Using good education in times of change
Those features of the world that reflect and shape human civilisation are changing on a scale and at a pace that has no precedent. Some of the changes threaten human civilisation as we know it. Some have the potential to free humanity from longstanding barriers that have denied civilisation's richest fruits to most of humanity.
(pages 60-62 of printed journal)
By Ross Garnaut
You are entering upon a new stage of your lives as graduates from a first rate Faculty in a first rate University. A tiny fraction of one per cent of humanity has such a good start. You are entering this new stage of your lives when those features of the world that reflect and shape human civilisation are changing on a scale and at a pace that has no precedent. Some of the changes threaten human civilisation as we know it. Some have the potential to free humanity from longstanding barriers that have denied civilisation's richest fruits to most of humanity.
Humans have been around for only a tiny fraction of the history of this planet. Human civilisation - the process of building political, social and economic structures that can support large concentrations of population; and the continuous discovery, storage and dissemination of new knowledge, of which the use of agriculture, the wheel, and writing are important parts - is a product of only a small part of the time when humans have been around. Civilisation is a creation of these last ten thousand years or so. And within the years of human civilisation, the last two or three hundred years - the last few decades most of all - stand out as the time of most rapid change.
Economic development over the millennia
In my Climate Change Review, I drew on the story told by economic historian Angus Maddison in the Millennium Report that he wrote for the OECD a bit less than a decade ago.
Economic development in these last two hundred years has taken most of humanity - but certainly not all - from lives that were insecure, ignorant and short, to personal health and security, material comfort and knowledge unknown to the elites of the wealthiest and most powerful societies in earlier times.
In the first millennium after the life of Jesus Christ, global economic output increased hardly at all - by only one sixth. All of the small increase was contributed by population growth, and none by increased output per person. By contrast, output increased 300-fold in the second millennium, with the population increasing 22 times and per capita production 13 times. Most of the extraordinary expansion took place towards the end of the period. From 1820 until the end of the twentieth century, per capita output increased more than eight times and population more than five times.

RECORDED DATA:

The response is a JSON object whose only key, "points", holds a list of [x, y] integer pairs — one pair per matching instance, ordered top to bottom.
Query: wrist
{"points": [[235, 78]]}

WRITTEN TASKS:
a - Translate this sentence from the piece on education in times of change into Spanish: "Civilisation is a creation of these last ten thousand years or so."
b - From the piece on education in times of change, reproduce the passage between "Economic development over" and "a decade ago.", inclusive.

OUTPUTS IN ORDER:
a - La civilización es una creación de estos últimos diez mil años, más o menos.

b -
Economic development over the millennia
In my Climate Change Review, I drew on the story told by economic historian Angus Maddison in the Millennium Report that he wrote for the OECD a bit less than a decade ago.